Collected data:
--- START ---
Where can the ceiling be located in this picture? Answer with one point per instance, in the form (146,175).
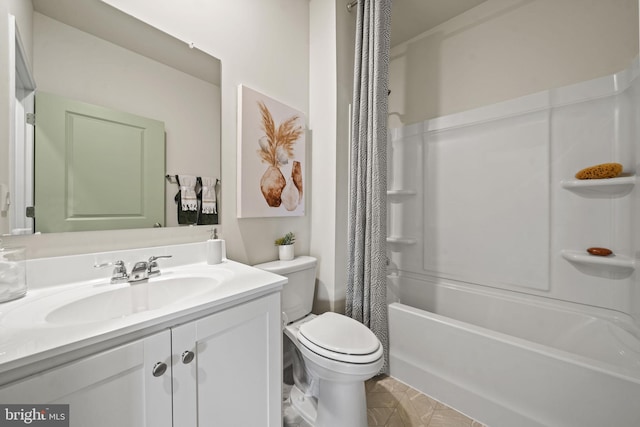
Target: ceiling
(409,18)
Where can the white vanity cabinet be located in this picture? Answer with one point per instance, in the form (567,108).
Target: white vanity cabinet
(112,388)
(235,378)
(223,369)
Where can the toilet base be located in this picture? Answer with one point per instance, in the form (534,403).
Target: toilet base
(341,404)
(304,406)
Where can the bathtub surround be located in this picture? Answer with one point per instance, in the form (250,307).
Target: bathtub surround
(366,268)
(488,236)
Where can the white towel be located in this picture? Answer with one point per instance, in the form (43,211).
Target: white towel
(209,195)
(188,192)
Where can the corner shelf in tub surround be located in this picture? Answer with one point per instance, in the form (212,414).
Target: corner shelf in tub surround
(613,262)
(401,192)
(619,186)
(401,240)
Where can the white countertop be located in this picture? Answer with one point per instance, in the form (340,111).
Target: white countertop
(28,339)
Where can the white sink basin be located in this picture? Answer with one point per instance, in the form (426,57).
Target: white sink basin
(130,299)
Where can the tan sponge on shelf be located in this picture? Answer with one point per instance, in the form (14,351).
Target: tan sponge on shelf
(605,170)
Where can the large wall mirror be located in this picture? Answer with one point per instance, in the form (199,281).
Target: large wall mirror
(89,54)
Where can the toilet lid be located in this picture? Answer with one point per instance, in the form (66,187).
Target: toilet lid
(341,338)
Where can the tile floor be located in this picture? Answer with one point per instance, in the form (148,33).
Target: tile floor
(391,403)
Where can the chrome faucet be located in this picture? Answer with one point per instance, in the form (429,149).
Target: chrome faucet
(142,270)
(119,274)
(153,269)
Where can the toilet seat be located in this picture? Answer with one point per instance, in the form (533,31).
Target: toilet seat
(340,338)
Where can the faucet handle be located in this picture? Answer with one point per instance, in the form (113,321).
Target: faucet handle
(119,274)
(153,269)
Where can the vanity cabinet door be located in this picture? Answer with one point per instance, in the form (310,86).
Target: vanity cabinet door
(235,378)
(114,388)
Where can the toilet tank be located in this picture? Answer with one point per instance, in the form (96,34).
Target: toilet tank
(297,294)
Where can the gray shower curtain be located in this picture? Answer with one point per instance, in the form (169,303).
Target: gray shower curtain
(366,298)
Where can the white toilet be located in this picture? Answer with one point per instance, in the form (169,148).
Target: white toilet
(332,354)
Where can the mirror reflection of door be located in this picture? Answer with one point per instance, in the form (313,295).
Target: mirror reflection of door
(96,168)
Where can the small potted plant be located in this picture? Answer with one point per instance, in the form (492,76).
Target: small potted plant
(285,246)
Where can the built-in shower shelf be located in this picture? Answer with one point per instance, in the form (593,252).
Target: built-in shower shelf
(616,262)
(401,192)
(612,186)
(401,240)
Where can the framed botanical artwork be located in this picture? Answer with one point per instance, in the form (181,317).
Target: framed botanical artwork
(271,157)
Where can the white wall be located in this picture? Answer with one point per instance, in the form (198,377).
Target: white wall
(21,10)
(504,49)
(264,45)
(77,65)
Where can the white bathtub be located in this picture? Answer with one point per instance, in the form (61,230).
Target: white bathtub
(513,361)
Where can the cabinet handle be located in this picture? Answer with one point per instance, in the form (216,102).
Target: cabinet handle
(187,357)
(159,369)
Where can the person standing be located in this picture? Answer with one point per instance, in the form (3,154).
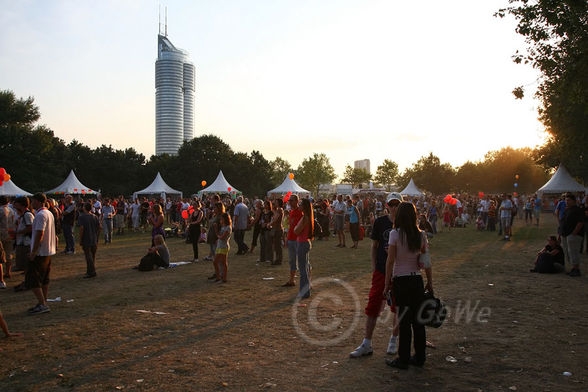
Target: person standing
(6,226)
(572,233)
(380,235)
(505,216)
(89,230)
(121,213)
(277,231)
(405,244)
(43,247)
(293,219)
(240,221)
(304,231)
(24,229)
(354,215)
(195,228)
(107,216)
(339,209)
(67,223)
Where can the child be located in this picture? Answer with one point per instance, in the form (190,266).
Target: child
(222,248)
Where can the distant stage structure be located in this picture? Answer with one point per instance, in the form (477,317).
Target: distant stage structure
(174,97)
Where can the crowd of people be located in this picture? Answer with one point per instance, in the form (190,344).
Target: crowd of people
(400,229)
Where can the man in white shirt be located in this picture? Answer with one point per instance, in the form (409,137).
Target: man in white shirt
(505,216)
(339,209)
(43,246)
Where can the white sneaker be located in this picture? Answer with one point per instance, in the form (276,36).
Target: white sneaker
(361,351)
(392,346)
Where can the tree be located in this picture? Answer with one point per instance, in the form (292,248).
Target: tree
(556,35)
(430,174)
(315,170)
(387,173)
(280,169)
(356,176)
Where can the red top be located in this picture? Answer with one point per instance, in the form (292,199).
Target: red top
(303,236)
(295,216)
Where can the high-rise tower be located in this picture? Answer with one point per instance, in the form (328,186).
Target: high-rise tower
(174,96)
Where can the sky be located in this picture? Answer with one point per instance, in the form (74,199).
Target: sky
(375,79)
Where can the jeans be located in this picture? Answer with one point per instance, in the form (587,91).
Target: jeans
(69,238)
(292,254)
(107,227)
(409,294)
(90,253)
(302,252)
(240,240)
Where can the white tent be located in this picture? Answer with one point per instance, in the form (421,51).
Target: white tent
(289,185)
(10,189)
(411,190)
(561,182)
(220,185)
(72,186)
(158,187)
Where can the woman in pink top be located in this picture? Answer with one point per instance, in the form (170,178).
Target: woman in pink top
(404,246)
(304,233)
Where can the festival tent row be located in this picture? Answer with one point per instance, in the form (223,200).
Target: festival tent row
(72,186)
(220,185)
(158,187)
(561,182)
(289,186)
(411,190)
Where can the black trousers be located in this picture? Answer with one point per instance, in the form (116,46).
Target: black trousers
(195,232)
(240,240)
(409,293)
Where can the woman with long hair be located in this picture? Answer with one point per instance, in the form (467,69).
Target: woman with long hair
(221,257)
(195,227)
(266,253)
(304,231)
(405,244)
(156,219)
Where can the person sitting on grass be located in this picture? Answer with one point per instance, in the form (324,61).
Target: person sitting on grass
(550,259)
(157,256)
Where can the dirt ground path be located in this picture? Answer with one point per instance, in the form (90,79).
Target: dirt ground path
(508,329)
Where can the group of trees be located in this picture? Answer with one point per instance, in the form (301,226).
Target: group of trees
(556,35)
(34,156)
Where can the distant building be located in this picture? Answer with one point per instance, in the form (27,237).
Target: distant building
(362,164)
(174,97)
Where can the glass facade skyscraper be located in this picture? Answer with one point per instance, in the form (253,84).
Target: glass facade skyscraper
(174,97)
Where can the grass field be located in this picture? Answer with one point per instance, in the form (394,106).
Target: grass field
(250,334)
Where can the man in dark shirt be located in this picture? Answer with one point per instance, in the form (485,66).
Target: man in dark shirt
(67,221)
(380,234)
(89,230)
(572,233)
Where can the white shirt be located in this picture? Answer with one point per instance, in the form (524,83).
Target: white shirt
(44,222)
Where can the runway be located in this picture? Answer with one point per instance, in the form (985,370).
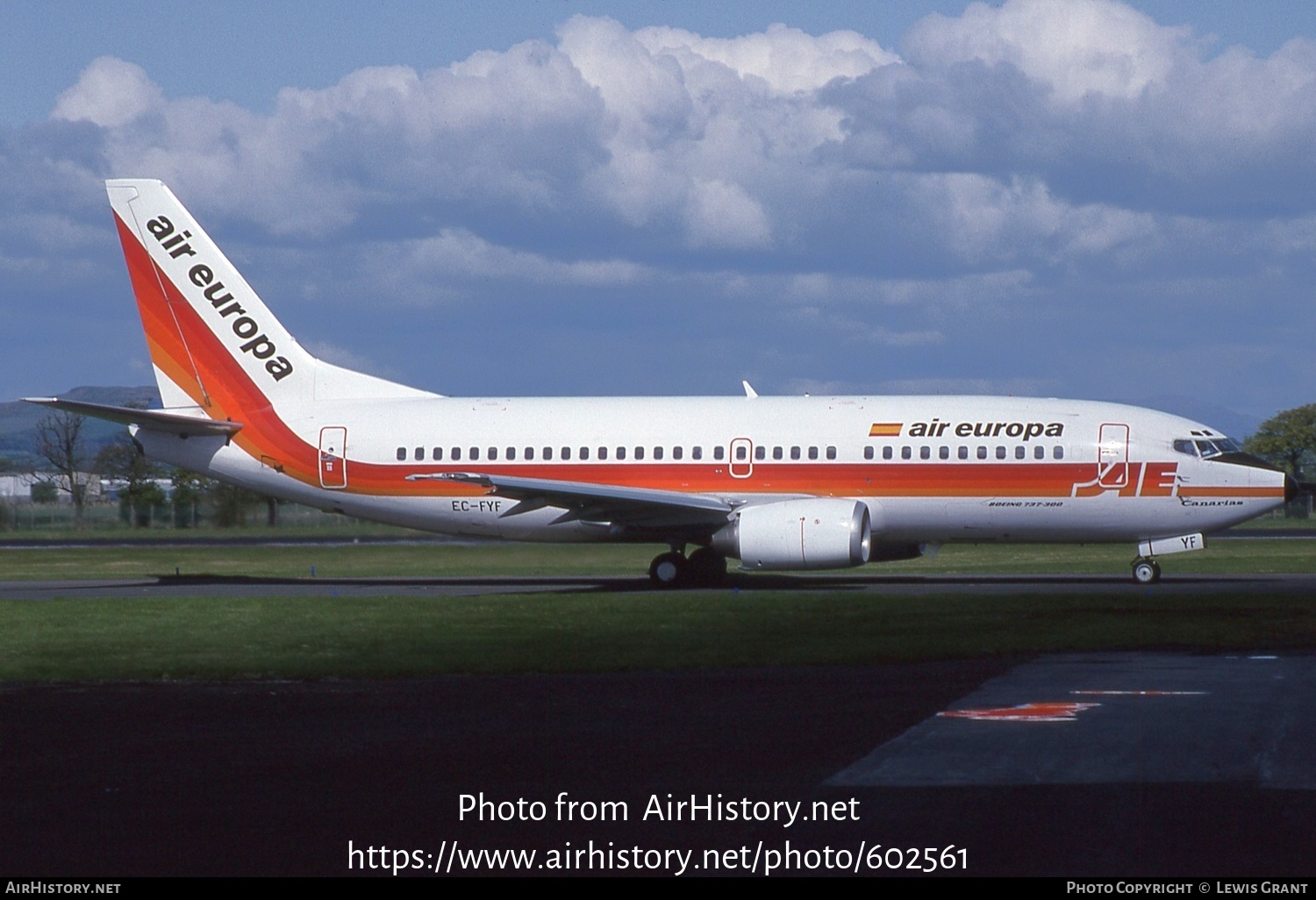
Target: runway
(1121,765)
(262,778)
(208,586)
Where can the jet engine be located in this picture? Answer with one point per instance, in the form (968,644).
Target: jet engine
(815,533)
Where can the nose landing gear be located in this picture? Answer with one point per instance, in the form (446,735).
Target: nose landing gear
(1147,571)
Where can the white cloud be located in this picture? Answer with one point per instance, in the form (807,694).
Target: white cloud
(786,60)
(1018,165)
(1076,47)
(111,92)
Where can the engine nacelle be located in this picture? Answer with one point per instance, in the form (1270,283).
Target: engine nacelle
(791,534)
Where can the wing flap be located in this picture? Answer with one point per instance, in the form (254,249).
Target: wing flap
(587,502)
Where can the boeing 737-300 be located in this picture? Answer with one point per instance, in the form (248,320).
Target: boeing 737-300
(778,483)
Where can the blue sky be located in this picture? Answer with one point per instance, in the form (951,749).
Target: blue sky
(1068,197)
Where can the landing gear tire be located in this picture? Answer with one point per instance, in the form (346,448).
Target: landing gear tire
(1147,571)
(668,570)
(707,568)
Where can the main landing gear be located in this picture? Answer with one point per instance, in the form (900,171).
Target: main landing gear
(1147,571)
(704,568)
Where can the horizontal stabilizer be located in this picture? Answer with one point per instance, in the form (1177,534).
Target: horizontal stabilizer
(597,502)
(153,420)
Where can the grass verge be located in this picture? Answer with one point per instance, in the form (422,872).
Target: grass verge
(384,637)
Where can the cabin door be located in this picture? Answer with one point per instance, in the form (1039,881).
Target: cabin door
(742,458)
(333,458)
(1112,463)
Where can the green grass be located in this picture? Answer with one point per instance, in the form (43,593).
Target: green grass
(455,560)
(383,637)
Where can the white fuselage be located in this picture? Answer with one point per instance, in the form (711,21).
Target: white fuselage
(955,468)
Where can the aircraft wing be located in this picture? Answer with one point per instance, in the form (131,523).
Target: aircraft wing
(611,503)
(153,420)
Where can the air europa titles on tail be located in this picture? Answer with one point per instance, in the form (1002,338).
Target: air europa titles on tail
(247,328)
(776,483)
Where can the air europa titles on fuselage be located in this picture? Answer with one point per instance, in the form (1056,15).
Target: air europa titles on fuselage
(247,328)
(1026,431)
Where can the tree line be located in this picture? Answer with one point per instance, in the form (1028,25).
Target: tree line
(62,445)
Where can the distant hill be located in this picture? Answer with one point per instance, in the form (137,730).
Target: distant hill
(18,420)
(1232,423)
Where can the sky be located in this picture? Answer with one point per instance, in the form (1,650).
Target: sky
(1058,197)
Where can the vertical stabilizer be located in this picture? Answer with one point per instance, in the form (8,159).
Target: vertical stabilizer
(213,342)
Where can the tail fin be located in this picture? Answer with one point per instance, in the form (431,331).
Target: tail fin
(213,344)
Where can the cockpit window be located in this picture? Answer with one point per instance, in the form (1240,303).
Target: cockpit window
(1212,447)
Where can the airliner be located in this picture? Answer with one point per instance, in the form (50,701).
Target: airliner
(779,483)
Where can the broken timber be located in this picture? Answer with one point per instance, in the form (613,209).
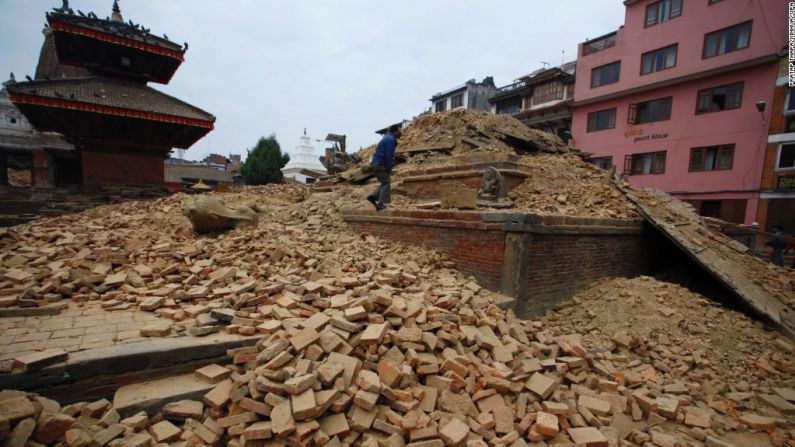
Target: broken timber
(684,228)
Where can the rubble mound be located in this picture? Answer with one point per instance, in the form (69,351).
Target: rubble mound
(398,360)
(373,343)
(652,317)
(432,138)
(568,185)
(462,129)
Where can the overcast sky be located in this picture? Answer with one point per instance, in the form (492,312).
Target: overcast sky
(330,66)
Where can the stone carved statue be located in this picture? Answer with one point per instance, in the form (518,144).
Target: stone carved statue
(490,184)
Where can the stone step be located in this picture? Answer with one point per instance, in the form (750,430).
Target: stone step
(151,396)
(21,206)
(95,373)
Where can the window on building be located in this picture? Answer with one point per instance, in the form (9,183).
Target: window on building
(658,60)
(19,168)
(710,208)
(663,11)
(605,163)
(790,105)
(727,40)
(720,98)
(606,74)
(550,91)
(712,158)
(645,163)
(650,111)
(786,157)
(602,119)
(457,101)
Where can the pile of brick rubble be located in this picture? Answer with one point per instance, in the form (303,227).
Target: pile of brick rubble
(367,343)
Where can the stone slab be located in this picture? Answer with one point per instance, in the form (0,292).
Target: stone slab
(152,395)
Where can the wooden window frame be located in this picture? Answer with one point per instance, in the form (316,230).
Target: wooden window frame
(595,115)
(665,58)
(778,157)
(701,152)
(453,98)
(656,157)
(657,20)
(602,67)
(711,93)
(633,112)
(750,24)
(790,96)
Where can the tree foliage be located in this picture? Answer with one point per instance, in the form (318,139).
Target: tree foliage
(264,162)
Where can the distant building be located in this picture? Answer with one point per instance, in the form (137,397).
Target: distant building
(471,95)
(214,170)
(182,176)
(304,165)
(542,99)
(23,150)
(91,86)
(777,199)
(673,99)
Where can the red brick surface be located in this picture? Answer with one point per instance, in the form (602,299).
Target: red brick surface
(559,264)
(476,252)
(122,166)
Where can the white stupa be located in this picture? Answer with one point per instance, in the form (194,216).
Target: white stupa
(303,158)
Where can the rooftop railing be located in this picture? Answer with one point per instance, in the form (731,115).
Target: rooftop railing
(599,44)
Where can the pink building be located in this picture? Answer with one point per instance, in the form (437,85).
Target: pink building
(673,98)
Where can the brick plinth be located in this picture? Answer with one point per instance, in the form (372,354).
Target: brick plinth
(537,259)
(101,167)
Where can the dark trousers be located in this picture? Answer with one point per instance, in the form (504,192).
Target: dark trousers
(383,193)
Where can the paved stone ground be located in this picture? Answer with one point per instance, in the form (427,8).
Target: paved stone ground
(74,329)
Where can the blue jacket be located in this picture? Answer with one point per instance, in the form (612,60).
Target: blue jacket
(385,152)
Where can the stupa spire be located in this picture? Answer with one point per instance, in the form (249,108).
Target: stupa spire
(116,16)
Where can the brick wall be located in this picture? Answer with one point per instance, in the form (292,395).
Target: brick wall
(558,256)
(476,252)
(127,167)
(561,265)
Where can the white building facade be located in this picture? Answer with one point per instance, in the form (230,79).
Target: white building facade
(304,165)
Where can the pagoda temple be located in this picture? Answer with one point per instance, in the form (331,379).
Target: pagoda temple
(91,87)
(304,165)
--- END ---
Above are some records; extract exactly the lines from the one containing "Where can the airliner" through the one containing "Where can the wooden" and drop the pictures.

Where can the airliner be located in this picture? Answer with one point per instance, in the form (50,701).
Target: airliner
(779,483)
Where can the broken timber be located in this picture? Answer with one point per instance, in the form (613,209).
Target: broken timber
(684,228)
Where can the rubble mound be located in this picture? Answer with one point per instance, in the form (69,351).
Target: rubble mound
(398,360)
(373,343)
(652,317)
(432,138)
(568,185)
(462,129)
Where can the overcast sky be located in this picture? Answer with one point per instance, in the form (492,312).
Target: overcast sky
(330,66)
Where can the stone carved statue be located in this picture? Answer with one point per instance, in the form (518,144).
Target: stone carved statue
(490,184)
Where can the stone step be located in this picture? Answer with one point per instance, in the form (750,430).
Target: stone step
(151,396)
(21,206)
(95,373)
Where can the window on building be located in this picture? Answer with one point per instance, in the form (9,183).
Target: window on building
(658,60)
(19,168)
(710,208)
(663,11)
(605,163)
(790,105)
(727,40)
(720,98)
(606,74)
(550,91)
(712,158)
(645,163)
(650,111)
(786,157)
(602,119)
(457,101)
Where can the pile of brick rubble be located in this picture? Answer with one point per instance, in the form (303,227).
Target: pile of brick rubble
(367,343)
Where can the stone slab be located in this picture? Answer with one point per instance, in the form (0,292).
Target: stone slab
(152,395)
Where can the wooden window frame be located in this picture? Answer with one point per instance, in the form (316,230).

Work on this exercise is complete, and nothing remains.